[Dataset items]
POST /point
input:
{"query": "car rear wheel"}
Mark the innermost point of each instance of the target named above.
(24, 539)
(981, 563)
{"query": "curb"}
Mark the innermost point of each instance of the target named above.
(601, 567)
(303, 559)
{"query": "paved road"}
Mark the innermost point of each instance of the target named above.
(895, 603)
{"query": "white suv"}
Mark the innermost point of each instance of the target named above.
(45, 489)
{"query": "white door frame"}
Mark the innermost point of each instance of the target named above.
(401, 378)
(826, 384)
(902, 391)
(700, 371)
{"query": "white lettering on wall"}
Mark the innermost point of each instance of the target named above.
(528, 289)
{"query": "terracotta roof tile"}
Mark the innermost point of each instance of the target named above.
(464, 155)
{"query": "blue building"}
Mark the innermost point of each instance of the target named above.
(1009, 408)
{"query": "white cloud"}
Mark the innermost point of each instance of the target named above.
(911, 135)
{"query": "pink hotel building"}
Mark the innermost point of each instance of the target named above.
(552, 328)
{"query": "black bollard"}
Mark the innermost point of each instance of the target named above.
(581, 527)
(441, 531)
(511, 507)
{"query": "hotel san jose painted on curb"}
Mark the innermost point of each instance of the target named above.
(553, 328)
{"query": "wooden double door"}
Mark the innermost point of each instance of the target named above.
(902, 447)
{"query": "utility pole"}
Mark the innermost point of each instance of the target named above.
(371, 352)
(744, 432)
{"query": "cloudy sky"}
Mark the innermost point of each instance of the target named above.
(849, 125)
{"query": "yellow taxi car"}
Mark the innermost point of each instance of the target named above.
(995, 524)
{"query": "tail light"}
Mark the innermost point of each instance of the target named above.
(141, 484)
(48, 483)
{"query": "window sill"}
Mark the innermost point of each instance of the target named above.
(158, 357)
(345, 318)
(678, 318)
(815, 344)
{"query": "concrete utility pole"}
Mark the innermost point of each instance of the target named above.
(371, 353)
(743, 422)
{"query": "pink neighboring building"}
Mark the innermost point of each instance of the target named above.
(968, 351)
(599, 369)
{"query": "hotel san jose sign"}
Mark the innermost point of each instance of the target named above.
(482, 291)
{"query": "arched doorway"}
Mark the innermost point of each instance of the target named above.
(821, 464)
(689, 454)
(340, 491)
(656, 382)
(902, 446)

## Directions
Read through the lines above and collect those that contain the string "pole".

## Task output
{"query": "utility pole"}
{"query": "concrete utility pole"}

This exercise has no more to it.